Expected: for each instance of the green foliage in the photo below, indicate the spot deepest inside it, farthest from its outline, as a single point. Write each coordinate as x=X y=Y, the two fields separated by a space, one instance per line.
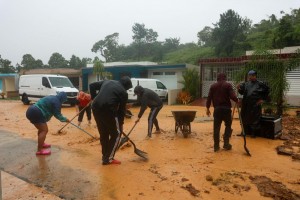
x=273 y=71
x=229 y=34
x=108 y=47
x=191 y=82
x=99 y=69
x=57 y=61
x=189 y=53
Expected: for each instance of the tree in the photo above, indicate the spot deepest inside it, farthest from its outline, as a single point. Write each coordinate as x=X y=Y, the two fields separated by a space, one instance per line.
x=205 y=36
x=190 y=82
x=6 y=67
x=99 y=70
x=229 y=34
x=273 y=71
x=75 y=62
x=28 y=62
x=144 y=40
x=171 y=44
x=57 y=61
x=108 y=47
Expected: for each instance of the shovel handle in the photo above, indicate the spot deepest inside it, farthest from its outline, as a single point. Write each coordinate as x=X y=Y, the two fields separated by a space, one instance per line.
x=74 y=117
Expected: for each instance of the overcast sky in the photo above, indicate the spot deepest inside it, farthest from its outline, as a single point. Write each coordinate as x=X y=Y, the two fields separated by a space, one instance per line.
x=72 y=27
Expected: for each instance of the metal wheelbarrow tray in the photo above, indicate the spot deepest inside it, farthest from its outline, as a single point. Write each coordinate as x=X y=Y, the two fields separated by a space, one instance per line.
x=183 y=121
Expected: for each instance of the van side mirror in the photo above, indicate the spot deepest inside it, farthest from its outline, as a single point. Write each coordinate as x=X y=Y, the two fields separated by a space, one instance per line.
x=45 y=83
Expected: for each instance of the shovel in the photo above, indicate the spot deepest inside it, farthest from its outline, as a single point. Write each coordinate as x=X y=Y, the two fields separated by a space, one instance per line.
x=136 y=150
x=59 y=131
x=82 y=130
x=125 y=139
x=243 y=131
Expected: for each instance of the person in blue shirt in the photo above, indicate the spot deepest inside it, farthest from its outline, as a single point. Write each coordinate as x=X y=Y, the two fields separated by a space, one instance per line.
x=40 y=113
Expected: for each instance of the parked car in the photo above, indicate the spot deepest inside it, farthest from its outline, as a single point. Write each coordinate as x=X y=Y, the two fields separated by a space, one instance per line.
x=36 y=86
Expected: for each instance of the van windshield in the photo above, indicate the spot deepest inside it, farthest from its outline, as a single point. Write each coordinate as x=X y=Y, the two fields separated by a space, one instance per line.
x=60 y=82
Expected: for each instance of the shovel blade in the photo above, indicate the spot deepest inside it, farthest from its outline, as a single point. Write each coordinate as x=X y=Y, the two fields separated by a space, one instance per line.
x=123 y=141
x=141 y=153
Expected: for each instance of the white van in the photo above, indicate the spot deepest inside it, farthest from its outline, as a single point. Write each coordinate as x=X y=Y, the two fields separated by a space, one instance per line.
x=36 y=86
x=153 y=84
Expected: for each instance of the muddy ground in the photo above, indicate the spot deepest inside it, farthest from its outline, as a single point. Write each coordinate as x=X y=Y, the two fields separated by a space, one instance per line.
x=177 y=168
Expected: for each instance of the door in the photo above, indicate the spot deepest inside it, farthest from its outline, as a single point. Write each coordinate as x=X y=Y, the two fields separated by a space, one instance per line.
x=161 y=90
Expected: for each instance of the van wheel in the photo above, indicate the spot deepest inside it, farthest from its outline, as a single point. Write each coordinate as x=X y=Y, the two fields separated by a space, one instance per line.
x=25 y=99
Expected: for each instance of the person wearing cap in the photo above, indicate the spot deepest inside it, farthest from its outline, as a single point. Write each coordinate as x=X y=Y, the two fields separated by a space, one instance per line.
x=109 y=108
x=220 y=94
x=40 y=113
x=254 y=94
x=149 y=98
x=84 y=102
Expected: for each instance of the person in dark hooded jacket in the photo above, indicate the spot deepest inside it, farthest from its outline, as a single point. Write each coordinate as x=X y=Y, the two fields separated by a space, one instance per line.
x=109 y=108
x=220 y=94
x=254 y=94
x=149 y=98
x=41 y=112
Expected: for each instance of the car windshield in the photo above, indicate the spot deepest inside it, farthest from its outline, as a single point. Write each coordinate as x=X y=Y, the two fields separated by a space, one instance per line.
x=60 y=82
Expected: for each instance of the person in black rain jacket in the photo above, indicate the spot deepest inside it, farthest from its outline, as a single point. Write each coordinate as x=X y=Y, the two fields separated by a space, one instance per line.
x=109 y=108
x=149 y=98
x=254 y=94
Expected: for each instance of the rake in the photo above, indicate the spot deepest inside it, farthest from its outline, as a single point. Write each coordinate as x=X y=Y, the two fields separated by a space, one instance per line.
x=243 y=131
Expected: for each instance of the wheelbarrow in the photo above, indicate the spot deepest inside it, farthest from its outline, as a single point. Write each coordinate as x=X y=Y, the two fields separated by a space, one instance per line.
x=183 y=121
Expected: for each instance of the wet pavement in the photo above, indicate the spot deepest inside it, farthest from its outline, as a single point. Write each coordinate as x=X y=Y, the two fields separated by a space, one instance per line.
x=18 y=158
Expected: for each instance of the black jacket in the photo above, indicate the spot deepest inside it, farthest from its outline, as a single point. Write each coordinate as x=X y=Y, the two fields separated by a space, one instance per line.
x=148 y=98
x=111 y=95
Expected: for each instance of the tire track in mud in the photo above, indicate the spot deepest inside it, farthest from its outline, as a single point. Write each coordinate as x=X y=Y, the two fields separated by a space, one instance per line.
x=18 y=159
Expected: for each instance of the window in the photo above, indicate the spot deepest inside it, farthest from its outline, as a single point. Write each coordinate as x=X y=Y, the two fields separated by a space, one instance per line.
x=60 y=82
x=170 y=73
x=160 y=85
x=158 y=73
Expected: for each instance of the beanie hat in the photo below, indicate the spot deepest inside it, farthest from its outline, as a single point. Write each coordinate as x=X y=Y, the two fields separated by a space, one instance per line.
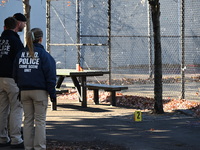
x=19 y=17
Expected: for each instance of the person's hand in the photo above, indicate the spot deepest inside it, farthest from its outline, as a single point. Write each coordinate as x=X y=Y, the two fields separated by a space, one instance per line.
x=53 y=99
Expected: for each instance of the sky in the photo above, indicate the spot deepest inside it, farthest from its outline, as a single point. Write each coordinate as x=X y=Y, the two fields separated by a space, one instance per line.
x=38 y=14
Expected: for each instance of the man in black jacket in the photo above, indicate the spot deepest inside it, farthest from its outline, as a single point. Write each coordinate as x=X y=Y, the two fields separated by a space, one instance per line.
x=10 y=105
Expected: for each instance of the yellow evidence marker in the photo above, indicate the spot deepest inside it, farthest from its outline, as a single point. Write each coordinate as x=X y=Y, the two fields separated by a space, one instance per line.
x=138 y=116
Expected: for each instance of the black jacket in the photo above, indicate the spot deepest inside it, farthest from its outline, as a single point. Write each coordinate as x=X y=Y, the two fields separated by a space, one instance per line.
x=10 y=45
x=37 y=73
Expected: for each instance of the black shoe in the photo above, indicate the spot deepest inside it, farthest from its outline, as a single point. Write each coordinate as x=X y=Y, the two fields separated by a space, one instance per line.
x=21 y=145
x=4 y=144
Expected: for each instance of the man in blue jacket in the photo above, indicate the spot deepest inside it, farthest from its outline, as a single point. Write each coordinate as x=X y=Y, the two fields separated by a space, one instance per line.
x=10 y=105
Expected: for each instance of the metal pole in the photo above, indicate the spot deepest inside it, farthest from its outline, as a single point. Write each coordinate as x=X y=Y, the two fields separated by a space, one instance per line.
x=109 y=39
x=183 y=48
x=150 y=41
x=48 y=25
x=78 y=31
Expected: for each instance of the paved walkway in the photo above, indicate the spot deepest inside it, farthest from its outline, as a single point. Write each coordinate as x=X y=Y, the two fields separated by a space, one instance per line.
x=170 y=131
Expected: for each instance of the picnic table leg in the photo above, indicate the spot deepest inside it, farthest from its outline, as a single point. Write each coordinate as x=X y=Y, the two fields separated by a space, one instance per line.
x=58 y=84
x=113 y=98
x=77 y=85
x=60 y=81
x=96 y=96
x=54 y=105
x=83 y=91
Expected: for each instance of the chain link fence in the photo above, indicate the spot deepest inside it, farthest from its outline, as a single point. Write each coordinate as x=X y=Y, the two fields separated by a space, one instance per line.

## TASK GOAL
Could you give the lines from the one with "Expected: for each instance of the paved" to the one with "x=170 y=131", both included, as a numbered list with any blank lines left out?

## THE REPLY
1. Expected: for each instance of the paved walkway in the photo above, indicate the spot deepest inside it, farthest from its outline, as a single point. Write each coordinate as x=X y=Y, the two fields separated by a space, one instance per line.
2. x=170 y=131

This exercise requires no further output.